▶ Problem description: All of the data below is to be returned unaltered.

▶ Task inputs:

--------------------

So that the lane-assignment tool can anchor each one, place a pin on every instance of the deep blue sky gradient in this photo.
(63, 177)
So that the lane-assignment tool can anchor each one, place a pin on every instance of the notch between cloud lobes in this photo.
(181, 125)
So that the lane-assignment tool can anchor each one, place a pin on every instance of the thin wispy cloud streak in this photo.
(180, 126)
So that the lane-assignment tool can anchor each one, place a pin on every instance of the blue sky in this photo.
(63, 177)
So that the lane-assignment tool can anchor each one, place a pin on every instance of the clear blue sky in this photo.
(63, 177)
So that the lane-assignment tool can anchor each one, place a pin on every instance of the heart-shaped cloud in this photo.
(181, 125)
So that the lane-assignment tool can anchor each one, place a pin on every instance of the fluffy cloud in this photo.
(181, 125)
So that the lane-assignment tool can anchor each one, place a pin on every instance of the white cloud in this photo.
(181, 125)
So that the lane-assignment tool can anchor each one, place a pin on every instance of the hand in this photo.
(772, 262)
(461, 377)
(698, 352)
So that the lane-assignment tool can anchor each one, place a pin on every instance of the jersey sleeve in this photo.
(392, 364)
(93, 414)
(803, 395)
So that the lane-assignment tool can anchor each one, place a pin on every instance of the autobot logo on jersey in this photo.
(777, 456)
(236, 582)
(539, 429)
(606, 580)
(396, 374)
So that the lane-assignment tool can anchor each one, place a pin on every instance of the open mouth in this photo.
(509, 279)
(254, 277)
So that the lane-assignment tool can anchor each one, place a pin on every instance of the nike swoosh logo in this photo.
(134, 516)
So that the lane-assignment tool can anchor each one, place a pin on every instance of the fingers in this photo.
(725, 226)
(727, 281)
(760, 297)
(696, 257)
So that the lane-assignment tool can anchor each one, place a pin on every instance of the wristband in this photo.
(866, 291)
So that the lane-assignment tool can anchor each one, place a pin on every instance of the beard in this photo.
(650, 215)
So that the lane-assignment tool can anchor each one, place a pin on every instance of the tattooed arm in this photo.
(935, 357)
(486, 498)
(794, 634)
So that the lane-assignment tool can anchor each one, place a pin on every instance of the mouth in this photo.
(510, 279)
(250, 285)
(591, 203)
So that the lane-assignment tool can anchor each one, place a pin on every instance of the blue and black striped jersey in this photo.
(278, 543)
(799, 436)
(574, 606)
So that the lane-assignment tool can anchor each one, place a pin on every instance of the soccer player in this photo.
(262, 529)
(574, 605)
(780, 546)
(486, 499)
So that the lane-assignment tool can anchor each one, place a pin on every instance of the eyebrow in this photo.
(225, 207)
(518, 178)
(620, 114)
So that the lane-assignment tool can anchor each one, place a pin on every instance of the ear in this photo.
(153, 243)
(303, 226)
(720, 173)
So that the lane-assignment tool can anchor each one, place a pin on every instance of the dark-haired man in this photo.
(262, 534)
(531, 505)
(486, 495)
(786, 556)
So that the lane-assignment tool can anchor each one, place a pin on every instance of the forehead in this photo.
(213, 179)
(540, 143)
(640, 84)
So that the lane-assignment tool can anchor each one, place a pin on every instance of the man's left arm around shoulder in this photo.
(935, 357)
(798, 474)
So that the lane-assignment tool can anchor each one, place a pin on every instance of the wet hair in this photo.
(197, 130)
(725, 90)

--------------------

▶ Written solution:
So that the lane-assignment tool can anchor each one, place a pin on every instance of the deep blue sky gradient in this photo.
(63, 177)
So that the lane-assignment tool can anchor each one, place a pin on every instance of the notch between cloud lobes in this photo.
(181, 125)
So that the lane-assignment tool can anchor each one, place a pin on every instance of the thin wispy cloud streak in this photo.
(180, 126)
So that the lane-assignment tool can anchor each one, place a pin on every instance of the blue sky in this photo.
(63, 177)
So that the lane-assignment tool can anchor each one, place a pin on every instance of the clear blue sky in this photo.
(63, 177)
So that the lane-assignment tool can anchor each one, place a pin on every instance of the heart-shaped cloud in this photo.
(181, 125)
So that the lane-assignment tool can anchor each one, place a pin on every instance of the fluffy cloud in this photo.
(181, 125)
So that the lane-assignment tool can anchor each one, place a pin on every instance of the white cloud in this photo.
(181, 125)
So that the lane-assignment tool can anchor each one, place a pin on every instance of the hand in this photo.
(772, 262)
(461, 377)
(698, 352)
So that the lane-assignment tool can anchor each one, place a pin on every instance of the jersey sleeve in this photo.
(392, 364)
(93, 414)
(803, 395)
So that the lane-assignment tool can anchor each one, place a pin on every instance of the autobot logo on jersey in this photo.
(777, 456)
(236, 582)
(539, 429)
(606, 580)
(396, 374)
So that the lane-assignment tool can anchor each one, place a pin on every instance of the open mouth in this photo.
(509, 279)
(254, 277)
So that the lane-assignment tool can anchor each one, place a pin on every instance of the nike swoosh logo in this photo.
(134, 516)
So that the lane-assignment tool can anchor each one, place a pin on every instance of the fingers in this photo.
(725, 226)
(727, 281)
(760, 297)
(696, 257)
So that the lane-assignment tool can anchor each one, place a pin on every instance of the wristband in this photo.
(866, 291)
So that the lane-assignment tool can anchor each one, place a pin on every instance of the beard in this photo.
(650, 215)
So that the lane-assignment tool can anchor each one, place a pin on every instance of the tattooed arm in this photo.
(935, 357)
(486, 498)
(794, 634)
So that the lane-assignment tool can anchor each one, place a pin on every instance of the mouth in this photo.
(510, 279)
(250, 285)
(591, 203)
So that the lane-assignment tool can anchor each one, place a pin on every instance of the blue and black striped jersey in this photo.
(278, 543)
(799, 436)
(574, 606)
So that the lane-assignment tool can anchor each one, place a pin on every instance of the soccer player in this photo.
(262, 529)
(574, 605)
(780, 546)
(486, 499)
So that the lane-assignment tool can anchor each one, place a pin on every instance of the eyebrow in this photo.
(225, 207)
(518, 178)
(620, 114)
So that the lane-assignment tool can anchor each one, place a pin on every instance of the ear in this photo.
(153, 243)
(303, 226)
(720, 173)
So that the lane-assignment tool can anchor each one, place a pin on every instance of the dark-haired man in this photo.
(262, 534)
(531, 505)
(486, 495)
(786, 556)
So that the lane-assignment tool can anchor each one, place a pin on every instance of the forehead in this photo.
(213, 179)
(540, 143)
(640, 84)
So that the lane-assignment tool can anchor each one, place a pin on every instance of the man's left arm around shoulder in this photo.
(935, 357)
(798, 474)
So that the lane-assignment tool can anchor each one, place a pin on every instance of the wet hair in this photo.
(197, 130)
(725, 90)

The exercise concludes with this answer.